Start of Source text
Mangaldas describes Forbidden as being “contemporary dance based on kathak.” She began training in the classical Indian form aged 5. Now 63, she says she still dances a lot of classical kathak. “Every single day. It’s part of my being.”
When it comes to her contemporary work, she explains that different sensibilities relevant to images, music, movement vocabulary, whatever, become absorbed within her kathak body. “So, it’s like taking a kathak seed and watering it with different movement possibilities. A tree will grow very differently if you only water it with kathak sensibilities.”
For Forbidden, she has also been working with martial arts. “I don’t do martial arts in it but it’s something I need to understand within me. When somebody turns me into a stone, how do I burst out? How do I find that rage within myself?
She also talked to an Egyptian artist, a belly dancer, to see how she could look at the structure of her body differently to what she sees in kathak, which is a very strict form. “How do I find the movement of the hips and the bust, and where is that coming from? All these things that have been acquired now have been allowed to slowly sink into this kathak body.”
But Mangaldas has never been afraid of bringing in new elements and making her dance very much of today. She says she’s always wanted to question, to take nothing for granted. “Very often, in cultures like ours where you have a long history of dance, everything starts becoming so heavy. There is a constant supremacy of thinking. Classical dancers are told about the great culture, the responsibility they have.”
But she says, she started to feel that it was being put in a museum, that it was being cemented into the way of being. “No culture exists like that. It needs to breathe. My dance breathes. I breathe. I can’t be thinking in terms of not being open to what is happening in the world. So, therefore, I feel that you have to be constantly evolving. Asking questions. Being open. You may be wrong, you maybe right. But at least you are not concretised in history and geography. You are a human being.”
Tradition is not fixed, she agrees. “It’s like a flowing river. It’s constantly evolving. If the river passes through a forest, it imbibes from the forest. If it passes through a concrete city, it imbibes from the concrete and the electricity of the city.”
She insists one must be open to change. “I find it extremely difficult when people talk about ‘pure.’ What is pure? I shouldn’t be dancing kathak at all, because once only men danced it. So, how far do you go back? And if you go back long enough, there was nothing like kathak.”
Looking ahead, Mangaldas reveals that British audiences in London and on tour will get another chance to see her when she returns in 2024 with Mehek, a new work created and performed with Aakash Odedra. “It started with me calling him during the pandemic. He said, ‘Shall we think of a work together?’ When we talked again, we found we both had the same idea: a love story, like Romeo and Juliet, like Heer and Ranjha – there are many similar in India – but with an older woman and a younger man. That is socially rarely seen, not very accepted. I’m very excited. It’s about desire and love, but a very different set up from Forbidden.”
Returning to Forbidden, while about female sexual desire, she insists it’s not specifically aimed at women. “I am addressing it to humanity. It’s about questioning. Why? What is the world afraid of? Why is there this fear? Don’t you think that the first step is to question? To have doubts.”
But while acknowledging that art can be a powerful medium for change, she says, “I’m not an activist. I’m a storyteller through dance. I can’t make change happen but I can put doubt in your mind, sow seeds. I can open a little chink, a little window, whether you are male or female, and make you think.
Forbidden by Aditi Mangaldas is at Sadler’s Wells, London on October 13 & 14, 2023, then at Northern Stage, Newcastle upon Tyne on October 20.
End of Source text
_Assigned task_
Answer these from the article on Aditi Mangaldas:
1. At what age did Mangaldas begin training in kathak?
2. With whom is Mangaldas creating and performing Mehek?
3. On which dates is Forbidden at Sadler's Wells, London?
These records come from a separate source and have nothing to do with the article.
Start of Extracted material
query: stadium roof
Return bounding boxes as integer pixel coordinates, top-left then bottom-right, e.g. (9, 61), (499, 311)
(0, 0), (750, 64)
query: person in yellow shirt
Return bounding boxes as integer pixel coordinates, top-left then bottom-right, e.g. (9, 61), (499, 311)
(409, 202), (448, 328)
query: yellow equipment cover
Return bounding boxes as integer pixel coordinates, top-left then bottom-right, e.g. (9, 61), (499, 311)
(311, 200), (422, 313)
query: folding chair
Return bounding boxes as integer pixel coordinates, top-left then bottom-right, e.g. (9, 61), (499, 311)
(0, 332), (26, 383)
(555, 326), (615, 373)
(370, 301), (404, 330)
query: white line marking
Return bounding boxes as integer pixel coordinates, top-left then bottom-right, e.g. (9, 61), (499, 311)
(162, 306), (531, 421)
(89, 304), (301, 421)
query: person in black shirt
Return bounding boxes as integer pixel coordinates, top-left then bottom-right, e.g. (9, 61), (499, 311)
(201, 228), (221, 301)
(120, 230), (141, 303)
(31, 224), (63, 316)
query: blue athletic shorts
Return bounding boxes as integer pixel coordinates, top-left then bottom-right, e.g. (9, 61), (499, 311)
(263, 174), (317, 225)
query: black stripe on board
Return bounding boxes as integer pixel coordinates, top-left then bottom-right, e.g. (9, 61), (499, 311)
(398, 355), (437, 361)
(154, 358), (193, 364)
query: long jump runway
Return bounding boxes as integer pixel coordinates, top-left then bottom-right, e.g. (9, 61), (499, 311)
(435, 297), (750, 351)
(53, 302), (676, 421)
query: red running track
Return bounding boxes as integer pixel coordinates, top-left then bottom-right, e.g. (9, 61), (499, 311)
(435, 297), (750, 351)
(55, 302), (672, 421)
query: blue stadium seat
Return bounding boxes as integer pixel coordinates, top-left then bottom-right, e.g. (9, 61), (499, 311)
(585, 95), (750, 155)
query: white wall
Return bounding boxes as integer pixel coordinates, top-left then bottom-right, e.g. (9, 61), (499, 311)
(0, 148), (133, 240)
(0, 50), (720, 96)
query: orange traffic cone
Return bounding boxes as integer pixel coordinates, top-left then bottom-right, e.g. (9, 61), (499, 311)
End of Extracted material
_Answer box_
1. At age 5.
2. Aakash Odedra.
3. October 13 and 14, 2023.